OBJECTIVE:
Present the records below as a two-column CSV with the header row input,output and one row per record. Put each record's text under input and its answer under output, wrapping every field in double quotes and turning line breaks into spaces.

>> Begin ENTRIES SHOWN

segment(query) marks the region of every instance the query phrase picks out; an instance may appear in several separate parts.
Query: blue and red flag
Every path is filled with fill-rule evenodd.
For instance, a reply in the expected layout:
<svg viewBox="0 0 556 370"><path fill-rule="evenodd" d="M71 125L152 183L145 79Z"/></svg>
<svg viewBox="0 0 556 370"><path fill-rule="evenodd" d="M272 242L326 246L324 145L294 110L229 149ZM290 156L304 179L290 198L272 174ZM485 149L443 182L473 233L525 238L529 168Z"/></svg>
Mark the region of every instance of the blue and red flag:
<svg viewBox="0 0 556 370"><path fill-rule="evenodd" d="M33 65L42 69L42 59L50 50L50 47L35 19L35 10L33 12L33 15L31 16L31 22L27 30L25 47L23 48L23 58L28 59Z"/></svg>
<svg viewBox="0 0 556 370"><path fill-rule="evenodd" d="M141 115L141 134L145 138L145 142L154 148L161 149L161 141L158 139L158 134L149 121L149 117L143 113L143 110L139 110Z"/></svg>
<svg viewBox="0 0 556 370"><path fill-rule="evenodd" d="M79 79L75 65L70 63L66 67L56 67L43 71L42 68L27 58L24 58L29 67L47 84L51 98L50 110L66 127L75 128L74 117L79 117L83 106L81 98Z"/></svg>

>> End ENTRIES SHOWN

OUTPUT OF THE TASK:
input,output
"segment(query) marks the region of every instance the query phrase picks out; an instance may appear in several separate parts. Query: blue and red flag Every path is filled with fill-rule evenodd. For instance, a reply in the expected layout: <svg viewBox=""0 0 556 370""><path fill-rule=""evenodd"" d=""M71 125L152 183L145 79Z""/></svg> <svg viewBox=""0 0 556 370""><path fill-rule=""evenodd"" d=""M272 242L326 246L324 145L294 110L229 149ZM290 156L304 179L290 198L272 174ZM485 149L443 182L473 233L525 238L529 168Z""/></svg> Mark the region of every instance of the blue and red flag:","<svg viewBox=""0 0 556 370""><path fill-rule=""evenodd"" d=""M33 65L42 69L42 59L50 50L50 47L35 19L35 10L33 12L33 15L31 16L31 22L27 30L25 47L23 48L23 58L28 59Z""/></svg> <svg viewBox=""0 0 556 370""><path fill-rule=""evenodd"" d=""M141 115L141 134L145 138L145 142L154 148L161 149L161 141L158 139L158 134L149 121L149 117L143 113L143 110L139 110Z""/></svg> <svg viewBox=""0 0 556 370""><path fill-rule=""evenodd"" d=""M79 79L75 65L70 63L66 67L56 67L43 71L42 68L27 58L24 58L29 67L47 84L51 98L50 110L66 127L75 128L74 117L79 117L83 106L81 98Z""/></svg>"